> WRITTEN INSTRUCTION:
Update the entries below by replacing each occurrence of "even-odd" with "nonzero", and reproduce them with all other text unchanged.

> SUPPLIED DATA:
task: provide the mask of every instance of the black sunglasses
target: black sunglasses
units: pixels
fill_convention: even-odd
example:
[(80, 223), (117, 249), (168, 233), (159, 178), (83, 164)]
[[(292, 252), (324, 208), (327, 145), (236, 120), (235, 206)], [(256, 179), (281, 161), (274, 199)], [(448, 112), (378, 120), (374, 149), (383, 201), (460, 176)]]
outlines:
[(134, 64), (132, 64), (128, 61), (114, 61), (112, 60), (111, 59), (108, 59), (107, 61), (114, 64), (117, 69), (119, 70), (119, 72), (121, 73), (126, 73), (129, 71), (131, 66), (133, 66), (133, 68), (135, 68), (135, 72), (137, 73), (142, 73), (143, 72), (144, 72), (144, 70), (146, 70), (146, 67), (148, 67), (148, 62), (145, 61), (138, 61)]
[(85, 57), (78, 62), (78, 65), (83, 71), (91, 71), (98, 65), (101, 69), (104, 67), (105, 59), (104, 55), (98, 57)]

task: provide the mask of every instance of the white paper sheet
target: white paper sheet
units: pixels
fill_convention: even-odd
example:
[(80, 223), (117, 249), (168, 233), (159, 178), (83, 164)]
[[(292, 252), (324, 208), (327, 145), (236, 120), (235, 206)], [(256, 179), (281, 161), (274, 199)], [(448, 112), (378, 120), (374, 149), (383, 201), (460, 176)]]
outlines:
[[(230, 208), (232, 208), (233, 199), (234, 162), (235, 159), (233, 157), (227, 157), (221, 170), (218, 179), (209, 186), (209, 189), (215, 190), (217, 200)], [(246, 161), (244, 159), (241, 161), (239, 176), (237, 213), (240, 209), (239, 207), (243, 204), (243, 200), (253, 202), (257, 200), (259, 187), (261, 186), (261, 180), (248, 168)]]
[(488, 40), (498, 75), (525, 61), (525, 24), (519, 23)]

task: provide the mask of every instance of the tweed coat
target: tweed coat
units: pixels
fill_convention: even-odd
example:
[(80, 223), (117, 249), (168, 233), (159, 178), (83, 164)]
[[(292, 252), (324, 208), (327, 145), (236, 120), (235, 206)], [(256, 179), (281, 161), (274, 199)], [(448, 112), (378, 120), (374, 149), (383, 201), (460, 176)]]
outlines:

> EXERCISE ANSWER:
task: provide the mask of every instance of the black sunglasses
target: black sunglasses
units: pixels
fill_convention: nonzero
example:
[(80, 223), (117, 249), (168, 233), (159, 178), (83, 164)]
[[(292, 252), (324, 208), (327, 145), (236, 120), (235, 206)], [(256, 179), (281, 161), (274, 199)], [(448, 112), (378, 120), (374, 149), (383, 201), (460, 176)]]
outlines:
[(134, 64), (132, 64), (128, 61), (114, 61), (112, 60), (111, 59), (108, 59), (107, 61), (114, 64), (117, 69), (119, 70), (119, 72), (121, 73), (126, 73), (129, 71), (131, 66), (133, 66), (133, 68), (135, 68), (135, 72), (137, 73), (142, 73), (143, 72), (144, 72), (144, 70), (146, 70), (146, 67), (148, 67), (148, 62), (145, 61), (138, 61)]
[(85, 57), (78, 62), (78, 65), (83, 71), (91, 71), (98, 65), (101, 69), (104, 67), (105, 59), (104, 55), (98, 57)]

task: provide the mask of every instance of the white paper sheet
target: white paper sheet
units: pixels
fill_convention: nonzero
example:
[(80, 223), (117, 249), (168, 233), (159, 178), (83, 164)]
[[(292, 252), (324, 208), (327, 145), (236, 120), (235, 206)], [(256, 179), (281, 161), (274, 199)], [(448, 112), (378, 120), (374, 149), (383, 201), (460, 176)]]
outlines:
[[(230, 208), (232, 208), (233, 199), (234, 162), (235, 159), (233, 157), (227, 157), (221, 170), (218, 179), (209, 186), (209, 189), (215, 190), (217, 200)], [(246, 161), (244, 159), (241, 161), (239, 176), (237, 213), (240, 209), (239, 207), (243, 204), (243, 200), (253, 202), (257, 200), (259, 187), (261, 186), (261, 180), (248, 168)]]
[(488, 40), (498, 75), (525, 61), (525, 24), (519, 23)]

task: provide the mask of every instance of the tweed coat
target: tweed coat
units: pixels
fill_convention: nonzero
example:
[(80, 223), (117, 249), (168, 233), (159, 178), (83, 164)]
[[(292, 252), (324, 208), (327, 145), (236, 120), (235, 206)], [(256, 179), (281, 161), (274, 199)], [(448, 112), (378, 120), (374, 149), (383, 201), (460, 176)]]
outlines:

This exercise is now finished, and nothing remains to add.